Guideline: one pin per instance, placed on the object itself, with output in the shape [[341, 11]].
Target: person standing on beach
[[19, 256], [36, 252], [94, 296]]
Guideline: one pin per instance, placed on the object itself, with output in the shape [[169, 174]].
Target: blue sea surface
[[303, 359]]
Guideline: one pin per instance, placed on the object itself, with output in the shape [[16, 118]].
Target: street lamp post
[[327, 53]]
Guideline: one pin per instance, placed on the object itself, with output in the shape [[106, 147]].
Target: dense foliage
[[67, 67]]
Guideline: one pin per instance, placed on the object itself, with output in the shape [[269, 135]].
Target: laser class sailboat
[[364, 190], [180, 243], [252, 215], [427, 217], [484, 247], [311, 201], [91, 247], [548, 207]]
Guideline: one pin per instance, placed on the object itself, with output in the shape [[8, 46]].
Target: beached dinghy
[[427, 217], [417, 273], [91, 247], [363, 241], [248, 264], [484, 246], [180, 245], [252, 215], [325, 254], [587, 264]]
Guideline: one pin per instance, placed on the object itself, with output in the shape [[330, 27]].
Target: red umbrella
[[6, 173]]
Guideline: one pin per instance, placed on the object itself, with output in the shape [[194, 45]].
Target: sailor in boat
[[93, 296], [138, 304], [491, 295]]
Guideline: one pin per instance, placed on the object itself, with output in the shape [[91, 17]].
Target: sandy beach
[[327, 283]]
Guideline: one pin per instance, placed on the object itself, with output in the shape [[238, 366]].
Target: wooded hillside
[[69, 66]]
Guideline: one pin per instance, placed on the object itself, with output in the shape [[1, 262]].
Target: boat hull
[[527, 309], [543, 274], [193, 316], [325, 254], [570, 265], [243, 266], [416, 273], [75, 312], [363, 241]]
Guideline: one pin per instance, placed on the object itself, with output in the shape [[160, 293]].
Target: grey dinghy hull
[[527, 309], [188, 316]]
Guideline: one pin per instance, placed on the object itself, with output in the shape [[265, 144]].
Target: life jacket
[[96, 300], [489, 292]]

════════════════════

Do this -> Copy out the lines above word for word, beginning with the line that contains "shape [[169, 174]]." and ending with the final line, both included.

Right answer ->
Guideline: one pin per instance, placed on the object itself, with output in the shape [[169, 174]].
Target: blue sea surface
[[303, 359]]
Guideline: one pin per instance, placed on the object itself, with output in the shape [[16, 118]].
Target: street lamp post
[[327, 53]]
Guideline: one pin per instance, placed on the object itself, with output in the shape [[106, 147]].
Target: dense foliage
[[67, 67]]
Guideline: one pin per instance, placed on the object itself, with output in the shape [[269, 135]].
Target: laser class sailboat
[[364, 190], [180, 243], [252, 215], [427, 217], [484, 247], [311, 201], [91, 247], [548, 207]]
Guideline: one pin per instance, placed on the object itself, with output in the shape [[8, 46]].
Target: beached dinghy
[[427, 217], [417, 273], [91, 247], [363, 241], [248, 264], [484, 246], [180, 245], [252, 215], [325, 254], [587, 264]]
Guideline: one pin per instance, placed on the object itself, with output in the shape [[330, 27]].
Target: red umbrella
[[6, 173]]
Guideline: one pin per instance, placed on the object itself, with output in the shape [[194, 45]].
Target: sailor in boat
[[93, 296], [138, 304], [491, 295]]
Guideline: one pin per instance, placed on the object itself, with output in the shape [[91, 17]].
Target: sandy beach
[[327, 283]]
Guideline: one pin per instance, placed on the object itself, with output in the shape [[238, 366]].
Target: wooded hillside
[[69, 66]]
Guideline: one pin per instance, placed on the object itself, with output in the shape [[1, 262]].
Target: boat hull
[[527, 309], [543, 274], [193, 316], [325, 254], [570, 265], [243, 266], [416, 273], [75, 312], [363, 241]]
Guideline: one pin per instance, placed on the object itself, with output in the shape [[160, 293]].
Target: grey dinghy hull
[[527, 309], [188, 316]]
Guideline: one pin per instance, placed on the object itself, with output in the shape [[265, 144]].
Target: life jacket
[[96, 300], [489, 292]]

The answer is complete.